PROBLEM DETAILS ▸
Format the lines from the first line of the items through the line containing "pixel 255 207", including that line, as a JSON list of strings, one string per line, with blank lines left out.

━━ RECORDS SUPPLIED ━━

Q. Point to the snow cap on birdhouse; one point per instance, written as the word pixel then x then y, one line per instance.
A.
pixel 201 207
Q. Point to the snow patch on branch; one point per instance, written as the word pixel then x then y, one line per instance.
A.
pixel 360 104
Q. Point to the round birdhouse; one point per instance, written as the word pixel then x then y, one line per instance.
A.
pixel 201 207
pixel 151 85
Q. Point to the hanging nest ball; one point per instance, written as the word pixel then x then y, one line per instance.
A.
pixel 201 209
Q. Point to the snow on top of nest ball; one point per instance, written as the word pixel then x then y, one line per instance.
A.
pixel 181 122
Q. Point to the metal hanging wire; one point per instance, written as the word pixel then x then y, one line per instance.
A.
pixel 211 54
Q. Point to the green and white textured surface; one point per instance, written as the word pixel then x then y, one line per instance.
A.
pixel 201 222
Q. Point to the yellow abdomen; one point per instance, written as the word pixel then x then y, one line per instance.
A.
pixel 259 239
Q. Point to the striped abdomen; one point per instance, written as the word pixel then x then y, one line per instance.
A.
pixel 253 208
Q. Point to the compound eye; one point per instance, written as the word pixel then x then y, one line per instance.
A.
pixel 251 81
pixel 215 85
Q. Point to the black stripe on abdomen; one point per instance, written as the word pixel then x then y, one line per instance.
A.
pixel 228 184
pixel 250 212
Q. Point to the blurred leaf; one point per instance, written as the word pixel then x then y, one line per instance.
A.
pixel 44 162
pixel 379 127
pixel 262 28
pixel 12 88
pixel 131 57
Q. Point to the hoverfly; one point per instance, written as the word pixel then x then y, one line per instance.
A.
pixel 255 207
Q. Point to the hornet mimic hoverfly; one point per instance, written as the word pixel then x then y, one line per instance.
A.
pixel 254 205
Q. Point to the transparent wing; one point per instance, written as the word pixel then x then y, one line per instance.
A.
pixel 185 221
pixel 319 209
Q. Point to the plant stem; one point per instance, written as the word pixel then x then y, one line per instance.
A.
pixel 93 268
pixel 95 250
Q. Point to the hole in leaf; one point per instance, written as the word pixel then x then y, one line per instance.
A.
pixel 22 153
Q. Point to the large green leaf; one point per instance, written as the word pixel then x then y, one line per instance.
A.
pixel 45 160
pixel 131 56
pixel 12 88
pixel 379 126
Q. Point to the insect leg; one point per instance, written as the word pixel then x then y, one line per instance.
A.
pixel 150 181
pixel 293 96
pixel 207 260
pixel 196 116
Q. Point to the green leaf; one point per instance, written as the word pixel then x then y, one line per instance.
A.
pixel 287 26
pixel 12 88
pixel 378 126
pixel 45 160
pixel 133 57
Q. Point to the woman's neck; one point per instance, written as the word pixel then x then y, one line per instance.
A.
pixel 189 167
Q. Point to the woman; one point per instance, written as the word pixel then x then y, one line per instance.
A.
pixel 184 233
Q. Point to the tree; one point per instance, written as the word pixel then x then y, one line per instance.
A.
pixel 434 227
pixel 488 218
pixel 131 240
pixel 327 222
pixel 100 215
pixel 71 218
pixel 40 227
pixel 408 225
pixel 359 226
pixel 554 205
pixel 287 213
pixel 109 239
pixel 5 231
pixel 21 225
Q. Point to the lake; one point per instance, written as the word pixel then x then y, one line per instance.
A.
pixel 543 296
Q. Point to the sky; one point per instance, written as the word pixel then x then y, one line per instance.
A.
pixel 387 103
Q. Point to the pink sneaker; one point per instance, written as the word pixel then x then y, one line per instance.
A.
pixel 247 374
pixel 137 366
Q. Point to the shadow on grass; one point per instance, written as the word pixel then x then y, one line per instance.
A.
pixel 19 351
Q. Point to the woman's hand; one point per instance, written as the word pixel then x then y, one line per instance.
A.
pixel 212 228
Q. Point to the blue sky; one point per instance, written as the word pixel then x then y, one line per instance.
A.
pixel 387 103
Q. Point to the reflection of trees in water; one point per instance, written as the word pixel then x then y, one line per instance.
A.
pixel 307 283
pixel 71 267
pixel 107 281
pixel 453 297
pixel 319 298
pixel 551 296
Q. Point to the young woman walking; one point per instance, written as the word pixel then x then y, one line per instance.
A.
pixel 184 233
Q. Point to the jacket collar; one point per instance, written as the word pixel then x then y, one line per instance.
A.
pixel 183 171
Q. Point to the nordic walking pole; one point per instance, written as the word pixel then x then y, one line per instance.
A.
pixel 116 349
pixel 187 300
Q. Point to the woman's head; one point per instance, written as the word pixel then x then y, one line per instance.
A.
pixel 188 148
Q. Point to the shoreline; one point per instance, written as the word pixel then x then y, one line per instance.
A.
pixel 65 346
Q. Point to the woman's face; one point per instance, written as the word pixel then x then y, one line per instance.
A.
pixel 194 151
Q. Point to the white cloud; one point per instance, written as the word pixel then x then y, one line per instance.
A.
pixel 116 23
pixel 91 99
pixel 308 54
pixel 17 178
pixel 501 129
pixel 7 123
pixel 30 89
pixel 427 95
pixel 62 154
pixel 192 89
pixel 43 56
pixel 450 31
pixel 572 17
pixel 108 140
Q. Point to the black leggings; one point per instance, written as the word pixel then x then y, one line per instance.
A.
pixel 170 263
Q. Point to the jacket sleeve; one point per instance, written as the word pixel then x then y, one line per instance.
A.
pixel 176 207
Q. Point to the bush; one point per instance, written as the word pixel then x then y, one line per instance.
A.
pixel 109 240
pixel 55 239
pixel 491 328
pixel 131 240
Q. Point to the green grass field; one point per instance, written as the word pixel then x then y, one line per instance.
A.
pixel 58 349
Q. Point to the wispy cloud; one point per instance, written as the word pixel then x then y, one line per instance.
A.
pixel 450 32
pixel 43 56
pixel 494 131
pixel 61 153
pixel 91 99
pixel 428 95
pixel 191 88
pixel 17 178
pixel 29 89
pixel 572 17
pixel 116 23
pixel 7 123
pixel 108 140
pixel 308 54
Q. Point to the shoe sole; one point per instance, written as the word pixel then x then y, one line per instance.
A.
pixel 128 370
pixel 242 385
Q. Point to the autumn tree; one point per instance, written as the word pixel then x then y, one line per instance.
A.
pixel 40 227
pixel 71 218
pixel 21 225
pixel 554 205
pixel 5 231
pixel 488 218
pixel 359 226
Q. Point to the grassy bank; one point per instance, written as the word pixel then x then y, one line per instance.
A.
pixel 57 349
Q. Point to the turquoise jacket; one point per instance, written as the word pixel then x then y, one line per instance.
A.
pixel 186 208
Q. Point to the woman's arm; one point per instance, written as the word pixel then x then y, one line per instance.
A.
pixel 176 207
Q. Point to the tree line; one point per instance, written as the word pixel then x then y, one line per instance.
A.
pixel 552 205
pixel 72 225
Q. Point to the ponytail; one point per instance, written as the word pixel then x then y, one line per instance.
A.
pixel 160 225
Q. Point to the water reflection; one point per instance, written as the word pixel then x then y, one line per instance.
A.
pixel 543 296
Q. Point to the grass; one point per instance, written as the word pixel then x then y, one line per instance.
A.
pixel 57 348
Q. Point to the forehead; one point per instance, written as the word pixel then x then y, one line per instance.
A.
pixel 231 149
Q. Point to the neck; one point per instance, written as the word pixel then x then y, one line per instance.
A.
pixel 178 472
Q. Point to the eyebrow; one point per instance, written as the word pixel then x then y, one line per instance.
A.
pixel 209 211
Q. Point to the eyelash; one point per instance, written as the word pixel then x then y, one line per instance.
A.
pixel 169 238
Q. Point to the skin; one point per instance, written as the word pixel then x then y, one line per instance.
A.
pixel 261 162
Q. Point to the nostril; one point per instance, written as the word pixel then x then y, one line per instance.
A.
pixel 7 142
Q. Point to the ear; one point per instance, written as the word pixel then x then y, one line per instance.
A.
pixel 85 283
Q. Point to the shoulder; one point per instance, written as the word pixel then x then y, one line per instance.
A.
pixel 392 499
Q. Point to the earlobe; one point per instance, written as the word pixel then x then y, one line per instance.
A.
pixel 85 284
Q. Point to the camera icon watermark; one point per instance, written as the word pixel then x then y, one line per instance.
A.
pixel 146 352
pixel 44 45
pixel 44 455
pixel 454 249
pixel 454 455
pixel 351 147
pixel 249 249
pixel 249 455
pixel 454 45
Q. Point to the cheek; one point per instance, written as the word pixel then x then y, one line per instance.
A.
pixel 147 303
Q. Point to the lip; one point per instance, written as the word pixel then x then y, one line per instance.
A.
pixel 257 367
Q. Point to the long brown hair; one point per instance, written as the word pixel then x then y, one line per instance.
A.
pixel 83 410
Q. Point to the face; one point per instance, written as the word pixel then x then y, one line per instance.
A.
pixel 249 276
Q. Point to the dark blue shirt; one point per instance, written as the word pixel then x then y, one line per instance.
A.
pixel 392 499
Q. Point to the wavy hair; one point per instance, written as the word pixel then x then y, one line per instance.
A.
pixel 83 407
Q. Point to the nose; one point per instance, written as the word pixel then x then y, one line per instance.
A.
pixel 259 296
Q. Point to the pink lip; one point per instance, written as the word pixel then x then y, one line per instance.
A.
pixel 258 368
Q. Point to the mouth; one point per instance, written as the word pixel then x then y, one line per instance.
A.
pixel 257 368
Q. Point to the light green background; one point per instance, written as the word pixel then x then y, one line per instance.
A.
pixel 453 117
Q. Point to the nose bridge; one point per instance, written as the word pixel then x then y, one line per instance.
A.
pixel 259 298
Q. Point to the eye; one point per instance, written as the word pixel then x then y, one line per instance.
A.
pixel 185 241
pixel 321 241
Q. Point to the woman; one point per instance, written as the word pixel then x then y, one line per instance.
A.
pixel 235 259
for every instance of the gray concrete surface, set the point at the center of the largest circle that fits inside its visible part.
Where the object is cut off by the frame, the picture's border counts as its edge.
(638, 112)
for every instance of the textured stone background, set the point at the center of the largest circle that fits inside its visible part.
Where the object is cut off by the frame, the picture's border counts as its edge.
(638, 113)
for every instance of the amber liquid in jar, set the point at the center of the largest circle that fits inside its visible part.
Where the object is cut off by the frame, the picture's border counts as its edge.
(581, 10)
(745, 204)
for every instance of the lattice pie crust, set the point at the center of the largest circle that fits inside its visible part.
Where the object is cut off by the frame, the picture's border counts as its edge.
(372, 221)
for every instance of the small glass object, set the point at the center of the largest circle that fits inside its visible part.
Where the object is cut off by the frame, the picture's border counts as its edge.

━━━

ANSWER TO THIS TASK ▸
[
  "Q. Point to the snow cap on birdhouse; one point per instance, written as the word pixel then x then y, one line per instance.",
  "A.",
  "pixel 201 207",
  "Q. Point to the snow patch on branch; one point per instance, written as the word pixel then x then y, one line per instance.",
  "A.",
  "pixel 360 104",
  "Q. Point to the round birdhouse; one point per instance, written as the word pixel then x then y, one line per instance.",
  "A.",
  "pixel 201 207",
  "pixel 151 85",
  "Q. Point to the hanging nest ball; one point per instance, written as the word pixel then x then y, one line per instance.",
  "A.",
  "pixel 201 209",
  "Q. Point to the snow on top of nest ball; one point per instance, written as the word pixel then x then y, one line per instance.",
  "A.",
  "pixel 181 122",
  "Q. Point to the metal hanging wire; one point per instance, written as the word pixel then x then y, one line per instance.",
  "A.",
  "pixel 211 54",
  "Q. Point to the green and white textured surface; one point per instance, written as the word pixel then x then y, one line per instance.",
  "A.",
  "pixel 201 222",
  "Q. Point to the yellow abdomen; one point per instance, written as the word pixel then x then y, one line per instance.",
  "A.",
  "pixel 259 239",
  "Q. Point to the striped abdomen; one point per instance, written as the word pixel then x then y, one line per instance.",
  "A.",
  "pixel 253 208",
  "Q. Point to the compound eye; one point per instance, written as the word pixel then x then y, one line per instance.",
  "A.",
  "pixel 251 81",
  "pixel 215 85",
  "Q. Point to the black stripe on abdomen; one point per instance, written as the word pixel then x then y, one line per instance.",
  "A.",
  "pixel 228 184",
  "pixel 250 212",
  "Q. Point to the blurred leaf; one point per instance, written as the word pixel then x then y, one line per instance.",
  "A.",
  "pixel 44 162",
  "pixel 379 127",
  "pixel 262 28",
  "pixel 12 88",
  "pixel 131 57",
  "Q. Point to the hoverfly; one point per instance, written as the word pixel then x then y, one line per instance.",
  "A.",
  "pixel 255 207"
]